**Required work:** Pick out every line in the entries below that contains the word "background", and copy each one in full. Case counts.

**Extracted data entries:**
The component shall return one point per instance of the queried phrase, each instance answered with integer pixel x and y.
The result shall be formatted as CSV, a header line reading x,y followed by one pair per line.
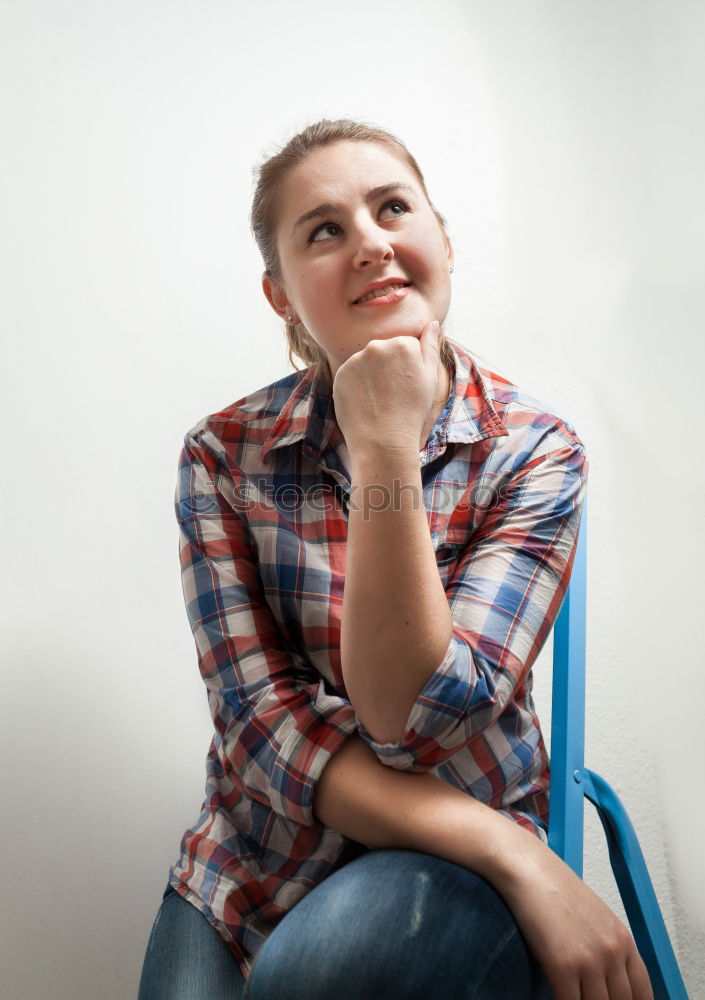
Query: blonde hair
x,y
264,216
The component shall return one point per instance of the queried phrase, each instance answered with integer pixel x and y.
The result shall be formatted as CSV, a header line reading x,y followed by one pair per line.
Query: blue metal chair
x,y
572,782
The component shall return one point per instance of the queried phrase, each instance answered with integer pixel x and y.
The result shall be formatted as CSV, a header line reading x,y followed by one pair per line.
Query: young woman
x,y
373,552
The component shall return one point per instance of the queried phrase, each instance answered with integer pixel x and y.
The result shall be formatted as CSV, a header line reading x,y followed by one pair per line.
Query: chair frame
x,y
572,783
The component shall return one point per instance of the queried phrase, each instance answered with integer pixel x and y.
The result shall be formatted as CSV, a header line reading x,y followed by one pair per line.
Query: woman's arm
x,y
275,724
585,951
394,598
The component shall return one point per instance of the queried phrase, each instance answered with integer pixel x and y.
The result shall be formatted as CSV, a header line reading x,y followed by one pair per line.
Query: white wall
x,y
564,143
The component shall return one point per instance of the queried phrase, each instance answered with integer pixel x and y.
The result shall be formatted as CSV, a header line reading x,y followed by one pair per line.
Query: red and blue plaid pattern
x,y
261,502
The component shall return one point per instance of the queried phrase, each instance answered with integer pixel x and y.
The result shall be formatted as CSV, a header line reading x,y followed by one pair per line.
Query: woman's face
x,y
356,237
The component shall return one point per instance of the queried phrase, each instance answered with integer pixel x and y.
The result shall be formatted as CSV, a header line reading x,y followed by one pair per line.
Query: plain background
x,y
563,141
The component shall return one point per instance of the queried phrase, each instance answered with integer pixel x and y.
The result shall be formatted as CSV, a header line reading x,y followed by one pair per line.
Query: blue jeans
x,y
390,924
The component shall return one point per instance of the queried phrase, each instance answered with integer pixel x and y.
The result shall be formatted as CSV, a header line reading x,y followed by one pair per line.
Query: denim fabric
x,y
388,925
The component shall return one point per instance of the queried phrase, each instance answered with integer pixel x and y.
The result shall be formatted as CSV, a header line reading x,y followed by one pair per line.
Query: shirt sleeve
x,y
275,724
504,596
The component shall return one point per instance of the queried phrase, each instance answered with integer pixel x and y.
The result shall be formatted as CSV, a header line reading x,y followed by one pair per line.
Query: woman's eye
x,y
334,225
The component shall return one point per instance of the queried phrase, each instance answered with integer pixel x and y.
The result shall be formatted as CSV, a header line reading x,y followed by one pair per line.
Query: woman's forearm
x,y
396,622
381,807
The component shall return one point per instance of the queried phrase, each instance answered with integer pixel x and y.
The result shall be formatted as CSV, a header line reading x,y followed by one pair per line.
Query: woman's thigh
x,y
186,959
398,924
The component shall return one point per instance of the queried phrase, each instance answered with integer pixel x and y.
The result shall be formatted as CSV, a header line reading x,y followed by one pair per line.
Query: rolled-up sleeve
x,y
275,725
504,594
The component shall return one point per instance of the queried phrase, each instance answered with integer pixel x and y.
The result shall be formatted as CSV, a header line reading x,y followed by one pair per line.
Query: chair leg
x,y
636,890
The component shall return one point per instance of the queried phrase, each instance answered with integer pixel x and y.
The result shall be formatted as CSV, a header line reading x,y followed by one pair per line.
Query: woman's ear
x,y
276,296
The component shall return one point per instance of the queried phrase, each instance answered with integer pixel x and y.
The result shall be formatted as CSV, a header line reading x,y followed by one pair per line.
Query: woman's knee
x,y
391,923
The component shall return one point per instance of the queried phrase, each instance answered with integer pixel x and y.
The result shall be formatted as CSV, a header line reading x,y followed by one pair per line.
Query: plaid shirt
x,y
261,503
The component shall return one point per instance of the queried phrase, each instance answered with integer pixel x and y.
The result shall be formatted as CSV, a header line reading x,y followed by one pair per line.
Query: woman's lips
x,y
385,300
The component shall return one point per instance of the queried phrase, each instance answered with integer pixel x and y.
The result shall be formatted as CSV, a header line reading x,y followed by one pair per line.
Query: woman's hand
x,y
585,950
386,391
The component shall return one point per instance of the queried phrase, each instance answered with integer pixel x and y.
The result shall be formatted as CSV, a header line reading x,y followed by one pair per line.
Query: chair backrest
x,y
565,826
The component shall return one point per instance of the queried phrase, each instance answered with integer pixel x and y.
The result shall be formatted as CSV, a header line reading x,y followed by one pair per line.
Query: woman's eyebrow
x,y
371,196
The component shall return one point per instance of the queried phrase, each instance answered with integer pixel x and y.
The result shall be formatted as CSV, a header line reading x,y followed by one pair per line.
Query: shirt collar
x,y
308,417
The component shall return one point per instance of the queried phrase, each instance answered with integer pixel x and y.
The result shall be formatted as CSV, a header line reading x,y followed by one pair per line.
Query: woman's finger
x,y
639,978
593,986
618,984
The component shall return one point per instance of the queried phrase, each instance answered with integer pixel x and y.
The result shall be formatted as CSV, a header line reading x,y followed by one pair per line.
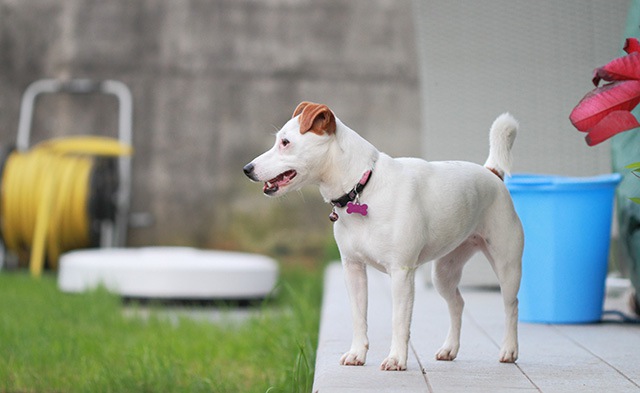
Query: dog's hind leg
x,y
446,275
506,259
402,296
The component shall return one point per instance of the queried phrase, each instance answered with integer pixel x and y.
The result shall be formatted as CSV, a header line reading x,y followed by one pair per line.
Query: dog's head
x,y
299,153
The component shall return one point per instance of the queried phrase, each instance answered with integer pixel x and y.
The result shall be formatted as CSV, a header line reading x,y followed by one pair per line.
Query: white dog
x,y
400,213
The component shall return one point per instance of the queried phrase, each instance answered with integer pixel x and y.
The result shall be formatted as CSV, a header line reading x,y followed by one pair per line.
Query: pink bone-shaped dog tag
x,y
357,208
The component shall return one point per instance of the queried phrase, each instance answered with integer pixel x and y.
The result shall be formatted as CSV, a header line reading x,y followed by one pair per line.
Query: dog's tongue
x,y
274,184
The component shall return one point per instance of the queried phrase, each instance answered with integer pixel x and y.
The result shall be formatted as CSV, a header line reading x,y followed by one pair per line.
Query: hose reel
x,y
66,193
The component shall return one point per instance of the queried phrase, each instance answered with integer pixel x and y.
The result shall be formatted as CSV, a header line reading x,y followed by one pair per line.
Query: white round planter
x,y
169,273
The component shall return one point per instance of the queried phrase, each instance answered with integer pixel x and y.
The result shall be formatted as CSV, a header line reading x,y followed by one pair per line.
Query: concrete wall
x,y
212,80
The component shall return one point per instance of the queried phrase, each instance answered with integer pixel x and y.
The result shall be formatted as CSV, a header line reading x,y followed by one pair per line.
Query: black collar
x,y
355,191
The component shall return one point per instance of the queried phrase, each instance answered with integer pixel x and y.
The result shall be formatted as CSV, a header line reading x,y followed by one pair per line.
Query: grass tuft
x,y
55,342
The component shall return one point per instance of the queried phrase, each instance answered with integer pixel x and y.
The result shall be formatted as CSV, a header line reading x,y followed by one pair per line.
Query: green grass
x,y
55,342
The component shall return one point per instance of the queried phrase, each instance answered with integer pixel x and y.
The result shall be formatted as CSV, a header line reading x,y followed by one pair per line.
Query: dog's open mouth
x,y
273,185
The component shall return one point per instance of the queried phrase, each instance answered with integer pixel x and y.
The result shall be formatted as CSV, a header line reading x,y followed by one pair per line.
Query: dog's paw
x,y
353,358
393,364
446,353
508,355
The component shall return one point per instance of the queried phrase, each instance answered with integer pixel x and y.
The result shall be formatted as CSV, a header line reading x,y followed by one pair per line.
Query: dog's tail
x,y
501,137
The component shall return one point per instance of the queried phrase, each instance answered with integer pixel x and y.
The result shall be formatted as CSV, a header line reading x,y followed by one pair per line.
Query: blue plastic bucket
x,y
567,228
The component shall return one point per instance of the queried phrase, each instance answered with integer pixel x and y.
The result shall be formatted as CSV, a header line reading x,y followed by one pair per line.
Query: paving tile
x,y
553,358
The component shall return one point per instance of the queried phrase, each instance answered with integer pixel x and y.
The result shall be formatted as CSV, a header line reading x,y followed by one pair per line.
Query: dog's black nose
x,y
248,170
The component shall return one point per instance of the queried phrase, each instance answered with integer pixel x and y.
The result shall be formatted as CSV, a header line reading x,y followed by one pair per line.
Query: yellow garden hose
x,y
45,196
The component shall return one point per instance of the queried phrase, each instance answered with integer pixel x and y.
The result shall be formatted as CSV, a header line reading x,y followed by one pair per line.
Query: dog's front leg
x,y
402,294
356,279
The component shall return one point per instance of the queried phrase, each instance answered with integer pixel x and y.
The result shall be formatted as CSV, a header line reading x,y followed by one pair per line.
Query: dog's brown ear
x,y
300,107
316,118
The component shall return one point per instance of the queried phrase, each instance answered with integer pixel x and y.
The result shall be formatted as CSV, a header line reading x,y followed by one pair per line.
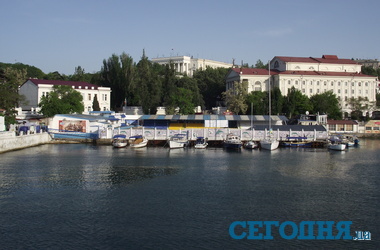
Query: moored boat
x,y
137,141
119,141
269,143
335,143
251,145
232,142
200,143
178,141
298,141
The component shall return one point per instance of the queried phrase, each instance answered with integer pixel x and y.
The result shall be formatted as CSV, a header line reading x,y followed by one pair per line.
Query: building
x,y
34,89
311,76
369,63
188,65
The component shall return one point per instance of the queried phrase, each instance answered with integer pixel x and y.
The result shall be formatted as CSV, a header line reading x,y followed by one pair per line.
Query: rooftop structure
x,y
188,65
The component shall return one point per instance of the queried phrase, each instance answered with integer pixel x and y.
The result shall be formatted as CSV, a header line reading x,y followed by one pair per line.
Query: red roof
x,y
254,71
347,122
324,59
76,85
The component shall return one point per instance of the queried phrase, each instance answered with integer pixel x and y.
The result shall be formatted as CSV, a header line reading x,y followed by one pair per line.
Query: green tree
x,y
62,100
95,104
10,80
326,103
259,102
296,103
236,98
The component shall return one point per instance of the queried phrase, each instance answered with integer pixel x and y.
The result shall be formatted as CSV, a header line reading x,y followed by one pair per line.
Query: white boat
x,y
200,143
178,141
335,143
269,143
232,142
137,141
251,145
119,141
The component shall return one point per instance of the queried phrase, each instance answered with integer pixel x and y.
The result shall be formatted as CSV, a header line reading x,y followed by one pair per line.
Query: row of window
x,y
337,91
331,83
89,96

--

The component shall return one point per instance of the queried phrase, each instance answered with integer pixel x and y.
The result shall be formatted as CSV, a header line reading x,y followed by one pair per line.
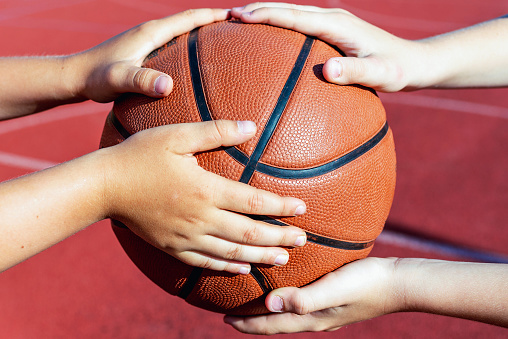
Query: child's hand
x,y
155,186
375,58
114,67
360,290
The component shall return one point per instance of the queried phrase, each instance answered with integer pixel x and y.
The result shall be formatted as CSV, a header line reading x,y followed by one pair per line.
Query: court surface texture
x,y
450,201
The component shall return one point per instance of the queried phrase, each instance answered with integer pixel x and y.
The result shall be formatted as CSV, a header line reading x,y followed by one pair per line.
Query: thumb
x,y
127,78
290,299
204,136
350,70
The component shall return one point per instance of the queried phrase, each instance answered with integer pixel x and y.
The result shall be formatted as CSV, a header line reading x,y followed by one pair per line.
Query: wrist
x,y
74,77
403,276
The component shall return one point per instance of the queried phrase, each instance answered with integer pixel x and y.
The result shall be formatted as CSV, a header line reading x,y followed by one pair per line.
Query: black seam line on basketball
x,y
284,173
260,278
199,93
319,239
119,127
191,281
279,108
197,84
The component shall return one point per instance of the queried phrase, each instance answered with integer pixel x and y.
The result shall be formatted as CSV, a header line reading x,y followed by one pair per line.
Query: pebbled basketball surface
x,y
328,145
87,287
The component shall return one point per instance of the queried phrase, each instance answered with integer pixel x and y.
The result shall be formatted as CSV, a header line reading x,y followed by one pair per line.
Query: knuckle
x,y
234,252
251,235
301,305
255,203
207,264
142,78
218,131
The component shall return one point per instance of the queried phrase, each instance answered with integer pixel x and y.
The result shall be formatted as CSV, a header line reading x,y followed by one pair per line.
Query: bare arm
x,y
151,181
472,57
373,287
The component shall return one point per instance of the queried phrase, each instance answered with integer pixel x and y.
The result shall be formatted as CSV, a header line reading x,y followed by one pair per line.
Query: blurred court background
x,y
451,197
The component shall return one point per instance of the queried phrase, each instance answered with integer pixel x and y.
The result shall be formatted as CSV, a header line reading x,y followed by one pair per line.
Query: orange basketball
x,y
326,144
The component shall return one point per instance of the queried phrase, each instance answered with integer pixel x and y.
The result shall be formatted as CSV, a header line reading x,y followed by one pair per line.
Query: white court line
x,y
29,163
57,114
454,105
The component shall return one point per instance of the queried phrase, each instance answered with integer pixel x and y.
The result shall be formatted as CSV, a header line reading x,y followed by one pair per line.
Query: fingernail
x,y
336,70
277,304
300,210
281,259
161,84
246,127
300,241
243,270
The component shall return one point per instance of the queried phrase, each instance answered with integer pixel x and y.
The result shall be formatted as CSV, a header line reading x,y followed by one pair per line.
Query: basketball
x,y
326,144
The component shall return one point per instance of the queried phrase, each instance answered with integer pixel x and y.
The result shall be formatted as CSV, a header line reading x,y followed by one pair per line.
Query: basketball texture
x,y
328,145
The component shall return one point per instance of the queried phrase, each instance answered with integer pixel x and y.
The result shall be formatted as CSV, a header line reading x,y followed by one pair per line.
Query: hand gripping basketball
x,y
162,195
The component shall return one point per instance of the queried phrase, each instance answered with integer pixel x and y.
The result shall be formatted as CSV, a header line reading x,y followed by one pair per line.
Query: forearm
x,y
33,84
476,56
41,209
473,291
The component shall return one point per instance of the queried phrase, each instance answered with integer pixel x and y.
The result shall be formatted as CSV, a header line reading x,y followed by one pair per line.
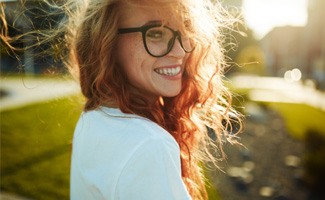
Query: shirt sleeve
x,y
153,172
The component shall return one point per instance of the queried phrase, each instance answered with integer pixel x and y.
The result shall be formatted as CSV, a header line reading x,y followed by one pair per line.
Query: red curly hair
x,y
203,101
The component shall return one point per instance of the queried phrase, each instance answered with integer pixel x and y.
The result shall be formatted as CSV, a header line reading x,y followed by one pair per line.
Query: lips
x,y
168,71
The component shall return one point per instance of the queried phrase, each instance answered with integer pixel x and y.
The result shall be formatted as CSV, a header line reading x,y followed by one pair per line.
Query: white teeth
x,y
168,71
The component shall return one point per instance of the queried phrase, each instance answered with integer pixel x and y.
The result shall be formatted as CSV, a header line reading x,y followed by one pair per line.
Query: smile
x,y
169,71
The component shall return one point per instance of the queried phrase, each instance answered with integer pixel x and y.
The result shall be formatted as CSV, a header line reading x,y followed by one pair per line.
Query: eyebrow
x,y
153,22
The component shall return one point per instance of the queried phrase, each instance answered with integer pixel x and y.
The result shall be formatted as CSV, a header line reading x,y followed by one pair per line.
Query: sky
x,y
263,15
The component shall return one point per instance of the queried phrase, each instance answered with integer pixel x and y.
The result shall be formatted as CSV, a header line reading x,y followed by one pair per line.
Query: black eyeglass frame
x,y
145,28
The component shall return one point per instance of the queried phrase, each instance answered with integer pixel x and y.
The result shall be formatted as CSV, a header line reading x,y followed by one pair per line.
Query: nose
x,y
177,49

**Answer to the problem:**
Query: plain background
Query: blurred court background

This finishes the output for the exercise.